§ **Task to complete**
Scan the records for the string "bike" and copy every line that holds it.

Available data START

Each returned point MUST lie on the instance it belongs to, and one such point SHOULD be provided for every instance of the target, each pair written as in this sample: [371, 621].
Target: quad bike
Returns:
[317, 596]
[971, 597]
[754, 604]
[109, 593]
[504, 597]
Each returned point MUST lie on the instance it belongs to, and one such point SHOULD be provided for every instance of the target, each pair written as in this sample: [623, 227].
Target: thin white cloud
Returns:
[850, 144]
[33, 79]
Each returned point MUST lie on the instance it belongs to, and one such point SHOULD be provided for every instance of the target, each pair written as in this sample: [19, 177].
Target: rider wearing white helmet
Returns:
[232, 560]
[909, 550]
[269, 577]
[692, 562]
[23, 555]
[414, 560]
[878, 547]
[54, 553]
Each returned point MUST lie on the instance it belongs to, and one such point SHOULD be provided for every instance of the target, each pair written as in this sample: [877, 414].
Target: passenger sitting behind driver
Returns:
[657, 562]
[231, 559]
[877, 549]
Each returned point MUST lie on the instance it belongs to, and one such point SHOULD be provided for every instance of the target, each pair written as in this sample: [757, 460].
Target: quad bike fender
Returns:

Available data END

§ **Solution for this problem**
Target: quad bike
Target: quad bike fender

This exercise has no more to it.